* **取り組む課題**:
次の記述1.〜3.が、夫婦別姓についての文章の内容と合っているかを判断してください。それぞれ「はい」か「いいえ」で答え、判断の決め手となる本文の語句を正確に引用してください。
1. 旧姓の通称使用を取り上げた記事は、1ページの大半を使っている。
2. 明治の始めに国民全員に名字と戸籍を持たせたとき、原則的には夫婦同姓だった。
3. 「名字は家の名前」という見解への変化は、ヨーロッパ諸国の民法典を研究する過程で起きた。

* **提供テキスト**:
◆ ◆ ◆ ◆ ◆

2015年11月04日

toujyouka016.jpg 民法改正運動・歴史と現在

民法改正の訴訟の最高裁での弁論があることを受けて、
朝日新聞が民法改正とくに夫婦別姓についての記事を載せています。
かなり気合いの入った記事となっています。

ひとつ目の記事は1ページ全部を使っています。

「どうして夫婦同姓なの 民法の規定、最高裁が初の憲法判断へ」
「どうして夫婦同姓なの」(全文)

もうひとつは、旧姓の通称使用について取り上げた記事で、
やはり1ページの大半を使った大きなものです。

「旧姓使用、広がった一方で 「夫婦同姓」規定、最高裁憲法判断へ」
「旧姓使用、広がった一方で 「夫婦同姓」規定、最高裁憲法判断へ」(全文)(1/2)
「旧姓使用、広がった一方で 「夫婦同姓」規定、最高裁憲法判断へ」(全文)(2/2)

 
女性の地位向上と活躍

夫婦別姓についての世論調査の結果/ 各国の夫婦の姓

国家資格と旧姓使用


記事の最初はこんなことが書いてあります。
「女性の活躍推進をうたう政府は、国際社会から改善を
求められても夫婦別姓を認めない。
歴史を振り返り、世論の動向や各国の仕組みを紹介する。

安倍政権がかかげる「女性活躍」とか「女性が輝く」と
選択的夫婦別姓を認めないことは、矛盾するということは、
繰り返し言及してよいでしょう。
選択的夫婦別姓を認められるかどうかが「試金石」だ、
というご指摘もあるくらいなのですから。

「首相周辺「女は家に」 「選択的夫婦別姓」試金石に」


>明治 当初は別姓だった

最初に明治から敗戦直後までの歴史に簡単に触れています。
わたしのサイトでも、つぎのコンテンツで触れていることです。

「夫婦同姓は日本の伝統?」
「戸籍を守る反対派」
「現行法は男女どちらの姓も選べるから平等?」

明治の始め、国民全員に名字と戸籍を持たせたときは、
原則的には夫婦別姓だったのでした。
「名字は出自を表わす」という考えだったからです。
「名字は家の名前」と見解が変わっていくのは、
ヨーロッパ諸国の民法典を研究していく過程においてです。

◆ ◆ ◆ ◆ ◆

* **データ行**:
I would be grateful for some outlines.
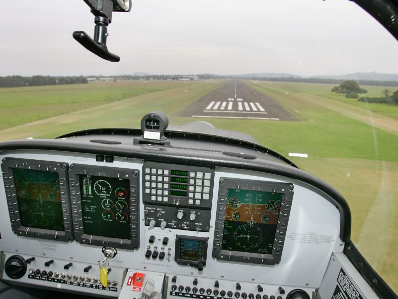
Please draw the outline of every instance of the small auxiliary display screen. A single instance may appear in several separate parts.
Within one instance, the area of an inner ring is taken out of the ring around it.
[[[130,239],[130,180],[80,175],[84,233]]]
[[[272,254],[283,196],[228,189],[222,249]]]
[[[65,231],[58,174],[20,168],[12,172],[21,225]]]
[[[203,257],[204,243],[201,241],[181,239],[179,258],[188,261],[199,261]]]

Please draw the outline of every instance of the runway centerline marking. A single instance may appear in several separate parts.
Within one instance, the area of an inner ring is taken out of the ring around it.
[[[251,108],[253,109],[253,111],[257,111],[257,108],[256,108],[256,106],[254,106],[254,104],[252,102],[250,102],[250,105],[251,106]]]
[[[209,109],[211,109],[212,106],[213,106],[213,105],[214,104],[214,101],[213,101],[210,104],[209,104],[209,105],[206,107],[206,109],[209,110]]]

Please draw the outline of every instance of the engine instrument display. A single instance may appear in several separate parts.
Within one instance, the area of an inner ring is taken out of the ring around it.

◆ ◆ ◆ ◆ ◆

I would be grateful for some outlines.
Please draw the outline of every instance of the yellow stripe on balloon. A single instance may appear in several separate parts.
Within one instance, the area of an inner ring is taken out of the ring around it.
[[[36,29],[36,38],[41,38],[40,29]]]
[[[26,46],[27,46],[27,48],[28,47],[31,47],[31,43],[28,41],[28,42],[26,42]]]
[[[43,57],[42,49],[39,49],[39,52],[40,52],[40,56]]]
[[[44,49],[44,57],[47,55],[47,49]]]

◆ ◆ ◆ ◆ ◆

* **練習の解答**:
1. はい。「1ページの大半を使った大きなもの」
2. いいえ。「原則的には夫婦別姓だったのでした」
3. はい。「ヨーロッパ諸国の民法典を研究していく過程においてです」